_What the task asks_.
Copy out, precisely as given, the lines from the line with "The function indicates a point for each instance of the home" to the end of the entries that follow.

_Information provided_.

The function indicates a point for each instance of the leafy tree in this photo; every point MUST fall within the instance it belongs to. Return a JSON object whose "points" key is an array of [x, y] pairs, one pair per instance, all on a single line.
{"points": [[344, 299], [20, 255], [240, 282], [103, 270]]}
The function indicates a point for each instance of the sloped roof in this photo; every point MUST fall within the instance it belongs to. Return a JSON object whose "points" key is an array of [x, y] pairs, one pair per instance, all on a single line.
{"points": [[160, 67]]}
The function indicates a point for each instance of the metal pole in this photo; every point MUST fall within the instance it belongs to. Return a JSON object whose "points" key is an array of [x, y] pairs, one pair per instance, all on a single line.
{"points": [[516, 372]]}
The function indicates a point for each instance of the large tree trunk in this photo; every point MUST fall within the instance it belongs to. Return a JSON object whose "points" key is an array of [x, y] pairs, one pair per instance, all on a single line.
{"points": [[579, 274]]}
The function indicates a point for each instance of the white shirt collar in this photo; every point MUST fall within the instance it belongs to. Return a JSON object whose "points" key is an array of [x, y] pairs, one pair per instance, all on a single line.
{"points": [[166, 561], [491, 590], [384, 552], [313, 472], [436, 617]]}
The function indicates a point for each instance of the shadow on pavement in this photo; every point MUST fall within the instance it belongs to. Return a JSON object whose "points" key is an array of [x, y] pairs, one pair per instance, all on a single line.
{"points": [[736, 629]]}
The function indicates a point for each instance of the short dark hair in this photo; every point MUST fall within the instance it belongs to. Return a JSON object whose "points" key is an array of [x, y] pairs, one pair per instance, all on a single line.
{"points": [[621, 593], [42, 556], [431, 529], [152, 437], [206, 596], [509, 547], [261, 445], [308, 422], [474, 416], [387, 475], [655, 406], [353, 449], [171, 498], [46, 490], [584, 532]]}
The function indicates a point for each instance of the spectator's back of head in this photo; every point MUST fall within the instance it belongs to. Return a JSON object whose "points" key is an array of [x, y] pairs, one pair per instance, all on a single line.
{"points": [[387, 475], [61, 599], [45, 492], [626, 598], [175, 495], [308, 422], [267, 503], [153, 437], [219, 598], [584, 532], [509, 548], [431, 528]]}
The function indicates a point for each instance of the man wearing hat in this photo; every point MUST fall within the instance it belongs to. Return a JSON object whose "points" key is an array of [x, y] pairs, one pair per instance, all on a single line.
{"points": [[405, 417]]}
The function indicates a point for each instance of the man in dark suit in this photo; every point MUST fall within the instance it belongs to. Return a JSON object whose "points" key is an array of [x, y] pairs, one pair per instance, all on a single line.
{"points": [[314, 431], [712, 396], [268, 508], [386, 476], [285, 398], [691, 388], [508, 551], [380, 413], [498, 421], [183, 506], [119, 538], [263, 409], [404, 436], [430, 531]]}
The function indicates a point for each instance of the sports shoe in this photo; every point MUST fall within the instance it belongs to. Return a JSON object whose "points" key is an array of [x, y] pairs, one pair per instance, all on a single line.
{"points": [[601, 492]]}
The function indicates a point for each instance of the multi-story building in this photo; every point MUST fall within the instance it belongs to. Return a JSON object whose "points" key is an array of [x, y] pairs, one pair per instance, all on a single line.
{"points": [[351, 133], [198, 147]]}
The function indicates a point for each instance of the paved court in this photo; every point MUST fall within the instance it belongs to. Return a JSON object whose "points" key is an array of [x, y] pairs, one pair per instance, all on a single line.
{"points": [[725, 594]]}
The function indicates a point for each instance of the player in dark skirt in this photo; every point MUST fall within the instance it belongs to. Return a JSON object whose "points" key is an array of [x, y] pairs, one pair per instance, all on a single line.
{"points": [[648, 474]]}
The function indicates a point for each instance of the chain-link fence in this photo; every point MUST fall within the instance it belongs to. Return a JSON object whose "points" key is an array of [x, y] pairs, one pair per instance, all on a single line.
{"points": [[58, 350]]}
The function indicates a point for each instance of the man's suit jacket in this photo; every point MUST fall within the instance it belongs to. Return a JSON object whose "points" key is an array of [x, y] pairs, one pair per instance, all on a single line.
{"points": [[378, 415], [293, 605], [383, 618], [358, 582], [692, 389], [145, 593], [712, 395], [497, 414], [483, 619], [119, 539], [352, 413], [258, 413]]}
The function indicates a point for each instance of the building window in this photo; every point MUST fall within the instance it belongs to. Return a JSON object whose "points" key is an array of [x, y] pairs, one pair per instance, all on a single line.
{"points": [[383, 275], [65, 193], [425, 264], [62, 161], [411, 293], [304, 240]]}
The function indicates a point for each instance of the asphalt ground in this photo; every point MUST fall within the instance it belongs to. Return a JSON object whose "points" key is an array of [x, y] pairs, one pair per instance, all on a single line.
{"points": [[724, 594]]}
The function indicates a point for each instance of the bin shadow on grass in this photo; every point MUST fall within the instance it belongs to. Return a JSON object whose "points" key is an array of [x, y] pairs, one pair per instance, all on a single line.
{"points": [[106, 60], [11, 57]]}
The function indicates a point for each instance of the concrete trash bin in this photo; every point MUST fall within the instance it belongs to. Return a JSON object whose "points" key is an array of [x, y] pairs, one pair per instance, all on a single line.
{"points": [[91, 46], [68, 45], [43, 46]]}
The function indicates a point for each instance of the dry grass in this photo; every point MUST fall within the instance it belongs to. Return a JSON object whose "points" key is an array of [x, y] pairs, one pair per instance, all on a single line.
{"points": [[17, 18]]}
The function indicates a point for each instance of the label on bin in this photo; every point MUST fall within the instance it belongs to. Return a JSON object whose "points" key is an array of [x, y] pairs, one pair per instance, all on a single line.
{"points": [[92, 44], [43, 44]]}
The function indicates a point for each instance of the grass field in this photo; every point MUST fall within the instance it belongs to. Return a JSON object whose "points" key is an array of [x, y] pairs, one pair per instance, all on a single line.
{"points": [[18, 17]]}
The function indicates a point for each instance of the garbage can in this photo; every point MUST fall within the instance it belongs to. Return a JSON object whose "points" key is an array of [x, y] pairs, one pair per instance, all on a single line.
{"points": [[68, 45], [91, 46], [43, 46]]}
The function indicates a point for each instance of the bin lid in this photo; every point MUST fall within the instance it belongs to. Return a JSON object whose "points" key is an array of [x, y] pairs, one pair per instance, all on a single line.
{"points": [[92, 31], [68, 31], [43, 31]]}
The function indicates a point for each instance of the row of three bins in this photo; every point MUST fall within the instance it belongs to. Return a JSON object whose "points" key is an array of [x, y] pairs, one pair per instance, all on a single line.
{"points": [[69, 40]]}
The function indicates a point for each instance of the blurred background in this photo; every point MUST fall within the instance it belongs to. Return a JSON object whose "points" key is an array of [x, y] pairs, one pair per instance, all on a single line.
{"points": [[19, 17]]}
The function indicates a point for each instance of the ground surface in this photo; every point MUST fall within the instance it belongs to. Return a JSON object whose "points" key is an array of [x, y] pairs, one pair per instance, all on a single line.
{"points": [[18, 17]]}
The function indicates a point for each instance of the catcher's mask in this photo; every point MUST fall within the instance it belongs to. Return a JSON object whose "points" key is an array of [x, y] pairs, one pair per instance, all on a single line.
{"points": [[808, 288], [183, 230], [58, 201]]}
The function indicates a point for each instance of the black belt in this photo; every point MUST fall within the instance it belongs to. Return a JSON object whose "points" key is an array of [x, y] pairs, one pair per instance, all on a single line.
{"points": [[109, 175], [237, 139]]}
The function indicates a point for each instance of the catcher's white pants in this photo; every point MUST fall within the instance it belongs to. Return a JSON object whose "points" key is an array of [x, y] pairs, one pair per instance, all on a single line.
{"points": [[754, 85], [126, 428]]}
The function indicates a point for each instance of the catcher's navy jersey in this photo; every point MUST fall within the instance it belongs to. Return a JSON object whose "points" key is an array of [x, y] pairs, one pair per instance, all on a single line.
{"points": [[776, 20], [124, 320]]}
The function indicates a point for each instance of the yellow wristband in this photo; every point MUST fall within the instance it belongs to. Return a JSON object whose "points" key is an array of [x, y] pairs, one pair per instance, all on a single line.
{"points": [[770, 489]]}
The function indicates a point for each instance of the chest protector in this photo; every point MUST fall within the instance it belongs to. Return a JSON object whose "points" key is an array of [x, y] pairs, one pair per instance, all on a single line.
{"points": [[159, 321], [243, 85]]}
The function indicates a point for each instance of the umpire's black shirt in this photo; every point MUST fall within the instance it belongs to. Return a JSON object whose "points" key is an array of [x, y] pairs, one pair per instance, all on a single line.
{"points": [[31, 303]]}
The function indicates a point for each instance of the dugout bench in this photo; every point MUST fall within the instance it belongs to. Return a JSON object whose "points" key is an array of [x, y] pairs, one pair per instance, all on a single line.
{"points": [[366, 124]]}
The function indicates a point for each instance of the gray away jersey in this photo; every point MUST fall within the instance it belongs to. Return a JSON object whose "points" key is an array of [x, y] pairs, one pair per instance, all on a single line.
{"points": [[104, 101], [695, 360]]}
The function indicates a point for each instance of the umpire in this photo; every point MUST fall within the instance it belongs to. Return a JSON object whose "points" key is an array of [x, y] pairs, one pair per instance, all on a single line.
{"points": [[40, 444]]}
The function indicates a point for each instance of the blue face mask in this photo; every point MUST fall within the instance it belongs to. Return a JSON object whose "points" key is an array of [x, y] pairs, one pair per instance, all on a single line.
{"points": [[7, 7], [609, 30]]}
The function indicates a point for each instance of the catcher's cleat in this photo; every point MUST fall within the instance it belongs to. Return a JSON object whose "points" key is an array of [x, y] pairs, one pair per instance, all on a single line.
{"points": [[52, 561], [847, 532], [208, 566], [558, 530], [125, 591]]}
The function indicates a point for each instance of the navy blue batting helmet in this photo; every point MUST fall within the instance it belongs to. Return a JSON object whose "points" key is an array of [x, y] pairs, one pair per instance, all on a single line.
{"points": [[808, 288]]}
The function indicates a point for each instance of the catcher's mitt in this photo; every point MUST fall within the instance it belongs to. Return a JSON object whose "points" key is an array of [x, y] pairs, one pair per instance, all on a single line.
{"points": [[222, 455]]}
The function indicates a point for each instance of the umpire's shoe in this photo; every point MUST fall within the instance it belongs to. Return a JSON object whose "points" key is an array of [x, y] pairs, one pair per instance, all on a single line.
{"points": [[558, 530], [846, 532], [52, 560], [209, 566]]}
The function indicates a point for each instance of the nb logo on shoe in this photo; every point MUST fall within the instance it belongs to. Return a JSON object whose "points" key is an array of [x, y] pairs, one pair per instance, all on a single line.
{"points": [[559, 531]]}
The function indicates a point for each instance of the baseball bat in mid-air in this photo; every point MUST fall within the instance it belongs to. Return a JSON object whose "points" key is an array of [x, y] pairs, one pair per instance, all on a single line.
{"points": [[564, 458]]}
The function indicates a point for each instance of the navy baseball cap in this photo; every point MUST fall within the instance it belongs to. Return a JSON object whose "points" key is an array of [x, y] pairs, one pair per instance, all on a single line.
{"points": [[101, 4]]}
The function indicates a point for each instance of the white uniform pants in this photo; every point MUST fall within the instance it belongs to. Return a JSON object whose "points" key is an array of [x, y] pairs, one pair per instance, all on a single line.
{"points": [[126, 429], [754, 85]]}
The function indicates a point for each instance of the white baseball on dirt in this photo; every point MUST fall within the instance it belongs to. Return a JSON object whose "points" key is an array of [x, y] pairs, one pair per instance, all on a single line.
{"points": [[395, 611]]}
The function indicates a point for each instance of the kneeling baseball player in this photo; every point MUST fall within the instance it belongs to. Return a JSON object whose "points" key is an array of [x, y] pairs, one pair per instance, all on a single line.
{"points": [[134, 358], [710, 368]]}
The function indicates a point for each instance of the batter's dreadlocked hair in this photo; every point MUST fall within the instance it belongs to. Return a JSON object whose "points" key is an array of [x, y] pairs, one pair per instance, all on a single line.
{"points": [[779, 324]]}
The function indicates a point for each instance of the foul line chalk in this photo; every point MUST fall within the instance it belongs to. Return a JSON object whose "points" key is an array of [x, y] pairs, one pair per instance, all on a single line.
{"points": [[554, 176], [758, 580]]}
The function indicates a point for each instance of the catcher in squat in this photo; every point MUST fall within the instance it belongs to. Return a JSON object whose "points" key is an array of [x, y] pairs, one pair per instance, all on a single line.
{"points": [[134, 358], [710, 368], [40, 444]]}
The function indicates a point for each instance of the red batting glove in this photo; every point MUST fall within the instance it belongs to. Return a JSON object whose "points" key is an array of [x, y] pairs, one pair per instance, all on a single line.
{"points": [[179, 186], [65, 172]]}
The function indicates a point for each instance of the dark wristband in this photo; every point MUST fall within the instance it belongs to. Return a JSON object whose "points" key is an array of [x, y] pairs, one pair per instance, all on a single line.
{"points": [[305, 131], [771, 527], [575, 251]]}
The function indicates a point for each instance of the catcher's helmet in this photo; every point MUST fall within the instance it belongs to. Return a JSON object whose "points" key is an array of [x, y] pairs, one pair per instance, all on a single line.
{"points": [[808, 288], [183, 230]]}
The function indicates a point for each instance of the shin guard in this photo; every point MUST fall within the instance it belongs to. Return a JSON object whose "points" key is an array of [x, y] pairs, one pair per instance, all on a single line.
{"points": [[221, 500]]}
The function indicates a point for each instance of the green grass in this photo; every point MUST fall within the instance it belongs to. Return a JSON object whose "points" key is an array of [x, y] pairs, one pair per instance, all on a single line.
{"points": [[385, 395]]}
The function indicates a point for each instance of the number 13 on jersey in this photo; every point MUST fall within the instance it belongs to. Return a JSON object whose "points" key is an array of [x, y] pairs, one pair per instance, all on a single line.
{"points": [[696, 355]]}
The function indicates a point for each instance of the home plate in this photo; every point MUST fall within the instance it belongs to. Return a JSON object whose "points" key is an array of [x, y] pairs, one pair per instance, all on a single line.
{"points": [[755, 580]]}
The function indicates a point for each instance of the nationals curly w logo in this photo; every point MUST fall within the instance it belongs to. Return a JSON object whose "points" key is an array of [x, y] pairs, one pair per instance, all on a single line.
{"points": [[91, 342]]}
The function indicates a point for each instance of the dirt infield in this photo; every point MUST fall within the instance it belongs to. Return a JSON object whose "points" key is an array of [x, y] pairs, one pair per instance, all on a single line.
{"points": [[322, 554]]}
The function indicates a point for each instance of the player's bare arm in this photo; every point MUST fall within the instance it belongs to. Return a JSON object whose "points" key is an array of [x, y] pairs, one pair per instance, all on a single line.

_Task solution_.
The function indicates a point for each instance of the home plate in this photo; every point MUST fall within the instance it belongs to. Return a JSON object whose "points" key is an array of [x, y] pairs, one pair per instance, all on a single line.
{"points": [[755, 580]]}
The function indicates a point for each instance of the nationals curly w logo in this photo; every point MUST fall within the instance it belongs to. Return a JSON object whose "points" key is an array of [x, y] pairs, one pair per instance, all on a single line.
{"points": [[91, 342]]}
The function indicates a point for each instance of the dirt infield in this photo; every point MUST fall within the instance it belongs to. Return a JSON object whose "points" key is an array of [x, y] pairs, one pair per instance, all on a single line.
{"points": [[322, 554]]}
The function indicates a point for each instance of the player's bare arm in this photo; every point MUST fall within the instance it belongs to. Return a JSON object whose "points" key is an array of [x, y] pairs, one pair per instance, all on a single line.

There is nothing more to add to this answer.